Un Européen dans la ville

Seng-Mi-Ka-El

Aujourd’hui, petite excursion au coeur de Daegu, direction le Duryu (두류) Park. Bus, métro, et nous voila arrivés. Outre un parc naturel ma foi agréable à visiter en ce temps plus printanier qu’automnal, j’allais avoir l’occasion de constater et confirmer un certain nombre de choses qui avaient pu me passer par la tête.

Bâtiment traditionnel, Duryu Park

Quelque chose m’avait frappé, dès mes premiers pas dans le métro de Daegu. Et la promenade dans le parc a définitivement confirmé ce que j’avais constaté : il y a très, très, très peu d’étrangers qui se promènent dans la ville. Seoul, en tant que centre névralgique du pays, ne connaît sans doute pas la situation au même degré – mais c’est une constatation assez incroyable à faire. Il est très rare de croiser des personnes caucasiennes, noires, arabes ou autres dans les rues.

Beaucoup d'enfants profitent de locations de vélos et rollers sur place.

[Enregistrements d'annotations par coordonnées]

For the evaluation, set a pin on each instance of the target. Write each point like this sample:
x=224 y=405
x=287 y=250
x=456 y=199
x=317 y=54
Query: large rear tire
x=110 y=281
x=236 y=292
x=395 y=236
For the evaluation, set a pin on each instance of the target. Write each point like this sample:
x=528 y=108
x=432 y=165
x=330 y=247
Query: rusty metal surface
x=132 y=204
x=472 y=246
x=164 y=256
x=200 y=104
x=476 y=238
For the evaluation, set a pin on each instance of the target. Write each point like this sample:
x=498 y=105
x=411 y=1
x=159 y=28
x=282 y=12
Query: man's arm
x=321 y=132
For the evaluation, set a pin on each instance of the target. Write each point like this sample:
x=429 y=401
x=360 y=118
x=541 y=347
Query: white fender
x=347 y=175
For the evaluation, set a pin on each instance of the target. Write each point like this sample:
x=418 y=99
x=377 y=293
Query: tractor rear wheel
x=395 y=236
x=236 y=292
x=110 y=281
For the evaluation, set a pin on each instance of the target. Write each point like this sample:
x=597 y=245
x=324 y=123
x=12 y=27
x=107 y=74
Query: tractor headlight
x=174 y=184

* [Objectif]:
Recopiez fidèlement le passage du récit de la visite au Duryu Park compris entre « Seng-Mi-Ka-El » et « par la tête. », ces deux segments inclus.

* [Réponse rédigée]:
Seng-Mi-Ka-El

Aujourd’hui, petite excursion au coeur de Daegu, direction le Duryu (두류) Park. Bus, métro, et nous voila arrivés. Outre un parc naturel ma foi agréable à visiter en ce temps plus printanier qu’automnal, j’allais avoir l’occasion de constater et confirmer un certain nombre de choses qui avaient pu me passer par la tête.